The task >>
Substitute "gravel road bend" for "dirt road curve" throughout the items below and reproduce them with everything else unchanged. Leave the pictures out.
-*-
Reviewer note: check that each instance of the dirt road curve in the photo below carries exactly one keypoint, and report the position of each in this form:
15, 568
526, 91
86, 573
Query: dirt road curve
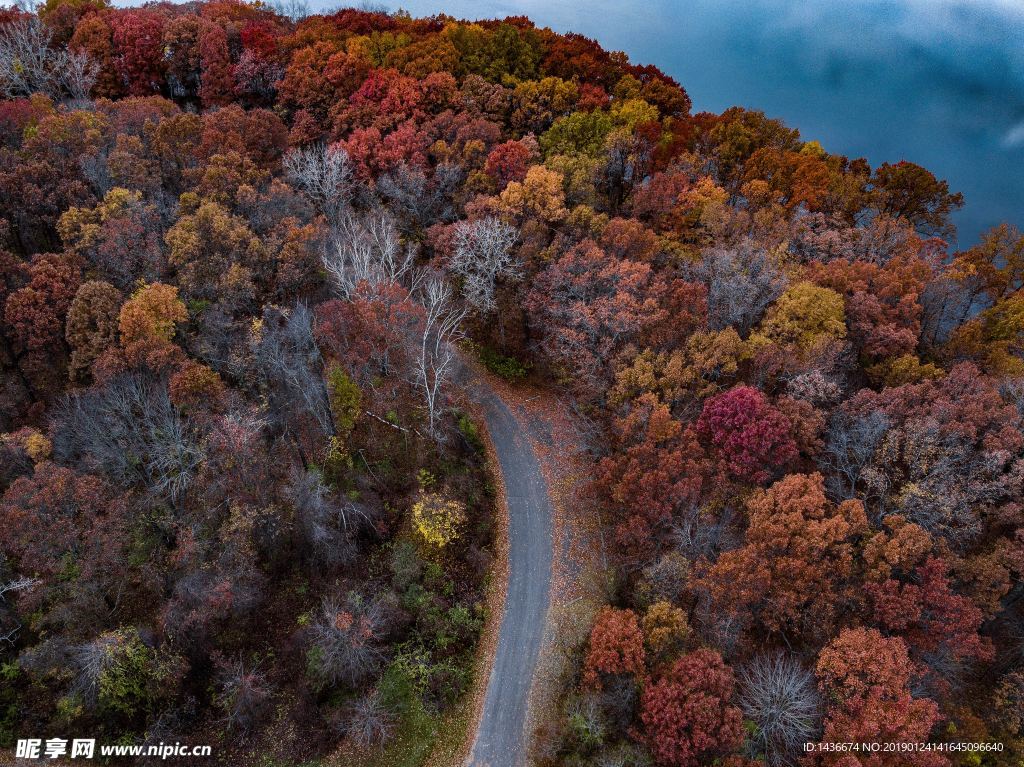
501, 737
-*-
Output of the exercise >>
Reviewer note: check that each instance of the gravel road bend in the photo below carries exactly one keypoint, and report the position of each in this form:
15, 568
526, 91
86, 573
Query: gravel road bend
501, 737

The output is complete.